Reproduce every line from the one containing "Locate the front wheel" through the final line of the rows, requests included. Offset each number in the pixel coordinates by +92.
══ Data for this task ══
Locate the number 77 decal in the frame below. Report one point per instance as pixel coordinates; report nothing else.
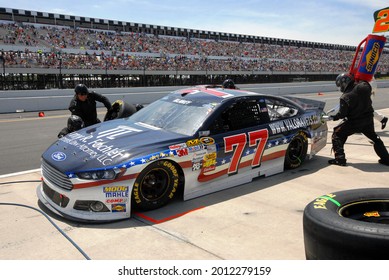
(257, 138)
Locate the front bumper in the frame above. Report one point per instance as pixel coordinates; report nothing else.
(62, 203)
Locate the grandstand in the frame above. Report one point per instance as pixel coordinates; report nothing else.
(45, 50)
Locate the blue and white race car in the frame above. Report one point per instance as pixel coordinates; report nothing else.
(191, 142)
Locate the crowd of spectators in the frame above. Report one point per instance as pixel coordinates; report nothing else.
(71, 48)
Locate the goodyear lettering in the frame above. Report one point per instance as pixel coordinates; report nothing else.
(320, 203)
(372, 214)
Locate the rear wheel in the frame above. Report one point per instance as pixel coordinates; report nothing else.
(297, 151)
(155, 186)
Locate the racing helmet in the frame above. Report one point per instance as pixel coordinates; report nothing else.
(228, 84)
(75, 123)
(344, 80)
(81, 89)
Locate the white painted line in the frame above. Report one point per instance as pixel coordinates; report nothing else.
(19, 173)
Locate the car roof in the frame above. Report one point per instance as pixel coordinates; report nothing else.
(211, 94)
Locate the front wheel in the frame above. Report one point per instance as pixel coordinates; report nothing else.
(297, 151)
(155, 186)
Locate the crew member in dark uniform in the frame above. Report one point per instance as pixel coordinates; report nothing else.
(83, 104)
(74, 123)
(356, 110)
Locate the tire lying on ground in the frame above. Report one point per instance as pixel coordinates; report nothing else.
(352, 225)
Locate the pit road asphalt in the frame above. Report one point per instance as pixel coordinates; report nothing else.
(261, 220)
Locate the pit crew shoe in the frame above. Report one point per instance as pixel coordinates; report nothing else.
(338, 161)
(384, 162)
(383, 122)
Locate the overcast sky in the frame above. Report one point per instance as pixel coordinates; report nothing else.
(345, 22)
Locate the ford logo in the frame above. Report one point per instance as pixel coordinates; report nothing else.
(58, 156)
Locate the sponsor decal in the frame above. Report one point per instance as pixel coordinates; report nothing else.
(208, 163)
(196, 166)
(294, 123)
(372, 57)
(195, 148)
(58, 156)
(381, 18)
(97, 147)
(211, 156)
(209, 168)
(192, 142)
(118, 207)
(177, 146)
(182, 152)
(116, 192)
(116, 200)
(207, 140)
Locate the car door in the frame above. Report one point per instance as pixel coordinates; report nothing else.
(238, 136)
═══
• Solution for this problem:
Locate the front wheel in the frame above. Report one point per instance as pixel coordinates; report nothing else.
(389, 243)
(247, 278)
Locate the crew member in dark uniform in the frame above. Report one point per instance as pixel coordinates; report nothing else.
(175, 196)
(166, 215)
(448, 202)
Locate the tire lying on ground in the frame above. Report one point per instance as pixel coordinates; report nothing else.
(444, 317)
Locate the pit road asphalt in the frame above. Report one point per instance as pixel coordinates; report nothing else.
(353, 312)
Locate the pit crew shoe in the frame above. Report one point per instance as pixel coordinates; report nothing else.
(430, 253)
(476, 254)
(475, 214)
Locate the overcast sky in the frame above. Report one point per instance as pixel coordinates; report nothing else.
(437, 114)
Locate the ford logo in the frame above. Report one point per instance as pixel coordinates; report nothing else.
(150, 248)
Locate the sponsor decal in the frame above. Report one point per instance as pixel coordinates; report nothing else.
(300, 255)
(288, 258)
(386, 215)
(464, 149)
(287, 240)
(150, 248)
(473, 110)
(189, 239)
(303, 248)
(301, 260)
(284, 234)
(210, 299)
(269, 238)
(274, 244)
(208, 284)
(208, 292)
(299, 232)
Locate the car door in the frame above. Report one point per instance as pixel coordinates; report nothing else.
(330, 228)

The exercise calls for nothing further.